TASK DESCRIPTION: Please restate each entry word for word and leave the pictures out.

─── RECORDS SHOWN

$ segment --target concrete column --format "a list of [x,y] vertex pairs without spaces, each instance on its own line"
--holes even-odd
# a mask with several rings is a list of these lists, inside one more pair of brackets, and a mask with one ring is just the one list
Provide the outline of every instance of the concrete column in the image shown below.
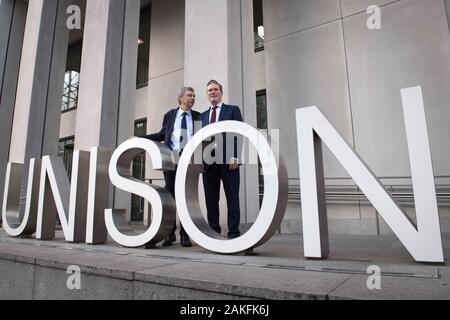
[[445,13],[447,14],[448,30],[450,32],[450,0],[444,0]]
[[[253,34],[253,1],[241,1],[242,6],[242,87],[243,116],[246,123],[257,127],[255,44]],[[254,222],[259,214],[259,170],[257,164],[245,167],[246,222]]]
[[45,115],[42,155],[57,155],[61,124],[61,105],[64,92],[64,75],[69,47],[67,8],[73,0],[59,0],[53,40],[53,56],[50,67],[47,110]]
[[[16,1],[17,5],[19,3]],[[60,88],[62,94],[61,72],[65,67],[67,46],[62,46],[60,37],[67,38],[68,33],[64,35],[65,27],[61,24],[64,17],[58,20],[57,16],[64,13],[65,3],[66,0],[28,3],[17,90],[8,90],[10,94],[16,93],[9,162],[26,164],[31,158],[41,158],[44,146],[55,146],[53,152],[45,150],[48,154],[57,151],[59,113],[50,108],[57,108],[58,103],[60,108],[61,104],[61,95],[55,91]],[[24,171],[22,195],[26,192],[27,175]]]
[[124,0],[87,0],[75,128],[77,150],[117,146],[124,10]]
[[[139,38],[141,0],[128,0],[125,5],[125,21],[122,52],[122,82],[120,84],[119,126],[117,144],[128,140],[134,134],[134,106],[136,105],[136,73]],[[115,191],[114,207],[127,209],[131,219],[131,195]]]
[[[57,126],[59,122],[59,114],[50,109],[47,114],[47,106],[55,108],[58,101],[61,103],[61,70],[64,69],[67,46],[61,46],[63,41],[60,41],[60,29],[65,28],[61,28],[57,14],[63,11],[63,3],[64,1],[35,0],[28,4],[10,162],[24,163],[33,157],[40,158],[44,145],[58,143],[58,130],[46,132],[45,127],[46,123]],[[59,95],[54,92],[57,88],[60,89]],[[48,141],[44,141],[44,135]],[[54,151],[56,152],[56,148]]]
[[0,95],[3,86],[6,52],[14,10],[14,0],[0,0]]
[[0,150],[3,150],[0,153],[0,204],[3,203],[26,14],[27,5],[21,1],[0,1]]
[[[206,13],[206,14],[205,14]],[[206,110],[206,84],[224,86],[224,102],[239,105],[244,120],[256,125],[253,64],[253,5],[247,0],[186,0],[185,83],[197,89]],[[241,181],[243,222],[259,212],[257,166],[245,166]]]
[[[87,0],[75,127],[77,150],[114,150],[132,136],[139,14],[137,0]],[[128,194],[114,193],[112,187],[107,202],[110,208],[131,205]],[[95,205],[95,215],[102,222],[105,205]]]

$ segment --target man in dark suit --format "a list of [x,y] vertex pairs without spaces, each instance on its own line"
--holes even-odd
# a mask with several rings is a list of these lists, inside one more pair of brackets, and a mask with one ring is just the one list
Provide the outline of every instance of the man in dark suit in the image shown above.
[[[150,134],[145,138],[152,141],[163,142],[166,146],[181,154],[187,142],[194,136],[195,121],[200,121],[201,114],[193,111],[195,104],[195,91],[190,87],[182,87],[178,92],[178,101],[180,107],[173,109],[165,114],[162,129],[158,133]],[[166,189],[175,198],[175,177],[176,171],[164,172]],[[175,223],[172,233],[164,240],[163,246],[171,246],[176,241],[175,231],[177,225]],[[183,247],[191,247],[192,243],[181,226],[180,231],[181,245]]]
[[[219,82],[211,80],[208,83],[207,96],[210,107],[208,111],[202,114],[203,127],[219,121],[243,121],[239,107],[226,105],[222,102],[223,87]],[[232,146],[227,146],[226,140],[226,138],[223,140],[223,158],[216,158],[214,163],[205,165],[203,184],[208,211],[208,224],[220,234],[222,232],[219,220],[220,182],[223,183],[228,206],[228,238],[234,239],[241,235],[239,230],[241,220],[239,147],[234,139],[231,143]]]

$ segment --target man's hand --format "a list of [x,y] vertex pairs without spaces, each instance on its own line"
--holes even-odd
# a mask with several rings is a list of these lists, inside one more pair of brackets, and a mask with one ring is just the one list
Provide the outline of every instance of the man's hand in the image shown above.
[[236,160],[236,159],[230,160],[230,165],[228,166],[228,169],[230,171],[234,171],[234,170],[239,169],[239,161]]

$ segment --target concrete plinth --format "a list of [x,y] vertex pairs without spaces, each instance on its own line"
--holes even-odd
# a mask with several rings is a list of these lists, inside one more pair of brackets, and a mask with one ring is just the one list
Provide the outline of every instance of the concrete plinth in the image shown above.
[[[255,255],[194,245],[152,250],[10,238],[0,231],[0,299],[448,299],[450,267],[414,262],[392,236],[331,236],[328,260],[303,258],[302,238],[276,236]],[[446,260],[450,235],[443,235]],[[80,290],[69,290],[70,266]],[[370,290],[370,266],[381,289]]]

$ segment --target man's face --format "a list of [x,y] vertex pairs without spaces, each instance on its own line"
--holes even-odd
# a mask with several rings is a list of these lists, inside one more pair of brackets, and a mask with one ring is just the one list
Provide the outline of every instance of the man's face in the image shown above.
[[181,106],[186,109],[191,109],[195,104],[195,93],[193,91],[186,91],[181,97]]
[[220,91],[220,86],[217,84],[210,84],[207,88],[208,101],[211,106],[217,106],[222,102],[223,92]]

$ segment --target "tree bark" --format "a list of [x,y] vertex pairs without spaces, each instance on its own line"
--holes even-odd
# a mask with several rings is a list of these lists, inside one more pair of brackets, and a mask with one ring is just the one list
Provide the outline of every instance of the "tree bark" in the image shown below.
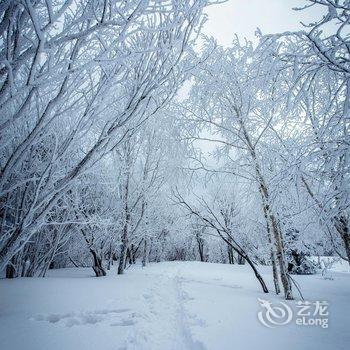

──────

TASK SOLUTION:
$ segment --target concrete column --format "a list of [x,y] vertex pairs without spaces, each instance on its own line"
--holes even-odd
# a mask with several rings is a list of these lists, inside one more pair of brackets, and a mask with one ring is just the one list
Provide the outline of every instance of the concrete column in the image shown below.
[[445,13],[447,14],[448,30],[450,32],[450,0],[444,0]]
[[[253,34],[253,1],[241,1],[242,6],[242,87],[243,116],[246,123],[257,127],[255,44]],[[254,222],[259,214],[259,170],[257,164],[245,167],[246,222]]]
[[45,115],[42,155],[57,155],[61,124],[61,105],[64,92],[64,75],[69,47],[67,8],[73,0],[59,0],[53,40],[53,56],[50,67],[47,110]]
[[[16,1],[17,5],[19,3]],[[60,88],[62,94],[61,72],[65,67],[67,46],[62,46],[60,37],[67,38],[68,33],[64,35],[65,27],[61,24],[64,17],[58,20],[57,16],[64,13],[65,3],[66,0],[28,3],[17,90],[8,90],[10,94],[16,93],[9,162],[26,164],[31,158],[41,158],[44,146],[55,146],[53,152],[45,150],[48,154],[57,151],[59,113],[50,108],[57,108],[58,103],[60,108],[61,104],[61,95],[55,91]],[[24,171],[22,195],[26,192],[27,175]]]
[[124,0],[87,0],[75,128],[77,150],[117,146],[124,10]]
[[[139,38],[141,0],[128,0],[125,5],[125,21],[122,52],[122,82],[120,84],[119,126],[117,144],[128,140],[134,134],[134,106],[136,105],[136,73]],[[115,191],[114,207],[127,209],[131,219],[131,195]]]
[[[57,126],[59,122],[59,114],[50,109],[47,114],[47,106],[55,108],[58,101],[61,103],[61,70],[64,69],[67,46],[61,46],[63,41],[60,41],[60,29],[65,28],[61,28],[57,14],[63,11],[63,3],[64,1],[35,0],[28,4],[10,162],[24,163],[33,157],[40,158],[44,145],[58,143],[58,130],[46,132],[45,127],[46,123]],[[59,95],[54,92],[57,88],[60,89]],[[48,141],[44,141],[44,135]],[[54,151],[56,152],[56,148]]]
[[0,95],[3,86],[6,52],[14,10],[14,0],[0,0]]
[[0,150],[3,150],[0,153],[0,204],[3,203],[26,14],[27,5],[21,1],[0,1]]
[[[206,13],[206,14],[205,14]],[[206,110],[206,84],[224,86],[224,102],[239,105],[244,120],[256,125],[253,64],[253,5],[247,0],[186,0],[185,83],[197,89]],[[241,181],[243,222],[259,212],[257,166],[245,166]]]
[[[87,0],[75,127],[77,150],[114,150],[132,136],[139,14],[137,0]],[[128,194],[114,193],[112,187],[107,202],[110,208],[131,205]],[[95,205],[95,215],[102,222],[105,205]]]

$ segment --target man in dark suit --format "a list of [x,y] vertex pairs without spaces, each instance on its own line"
--holes even-odd
# a mask with several rings is a list of these lists, inside one more pair of brackets, and a mask with one ring is just the one list
Provide the outline of every instance of the man in dark suit in the image shown above.
[[[150,134],[145,138],[152,141],[163,142],[166,146],[181,154],[187,142],[194,136],[195,121],[200,121],[201,114],[193,111],[195,104],[195,91],[190,87],[182,87],[178,92],[178,101],[180,107],[173,109],[165,114],[162,129],[158,133]],[[166,189],[175,198],[175,177],[176,171],[164,172]],[[175,223],[172,233],[164,240],[163,246],[171,246],[176,241],[175,231],[177,225]],[[183,247],[191,247],[192,243],[181,226],[180,231],[181,245]]]
[[[219,82],[211,80],[208,83],[207,96],[210,107],[208,111],[202,114],[203,127],[219,121],[243,121],[239,107],[226,105],[222,102],[223,87]],[[232,146],[227,146],[226,140],[226,138],[223,140],[223,158],[216,158],[214,163],[205,165],[203,184],[208,211],[208,224],[220,234],[222,232],[219,220],[220,182],[223,183],[228,206],[228,238],[234,239],[241,235],[239,230],[241,220],[239,147],[234,139],[231,143]]]

$ segment --target man's hand --format "a list of [x,y] vertex pairs without spaces, each instance on its own line"
--holes even-odd
# a mask with several rings is a list of these lists, inside one more pair of brackets, and a mask with one ring is just the one list
Provide the outline of every instance of the man's hand in the image shown above.
[[236,160],[236,159],[230,160],[230,165],[228,166],[228,169],[230,171],[234,171],[234,170],[239,169],[239,161]]

$ segment --target concrete plinth --format "a list of [x,y] vertex pairs without spaces, each instance on its own line"
--holes even-odd
# a mask with several rings is a list of these lists, inside one more pair of brackets, and a mask with one ring is just the one list
Provide the outline of every instance of the concrete plinth in the image shown above.
[[[255,255],[194,245],[152,250],[10,238],[0,231],[0,299],[448,299],[450,267],[414,262],[392,236],[331,236],[328,260],[303,258],[302,238],[276,236]],[[446,260],[450,235],[443,235]],[[80,290],[69,290],[70,266]],[[370,290],[370,266],[381,289]]]

$ segment --target man's face --format "a list of [x,y] vertex pairs without spaces, each instance on its own line"
--holes even-odd
# a mask with several rings is a list of these lists, inside one more pair of brackets, and a mask with one ring is just the one list
Provide the outline of every instance of the man's face in the image shown above.
[[181,106],[186,109],[191,109],[195,104],[195,93],[193,91],[186,91],[181,97]]
[[220,91],[220,86],[217,84],[210,84],[207,88],[208,101],[211,106],[217,106],[222,102],[223,92]]

$ segment --target "tree bark" --format "a list of [x,y] vertex pairs without spaces, each instance on its own line"
--holes even-odd
# a mask with several rings is a list of these lists, inside one more pair of brackets, and a mask with one ring is just the one list
Provide the outline of every instance of the "tree bark" in the image shown below.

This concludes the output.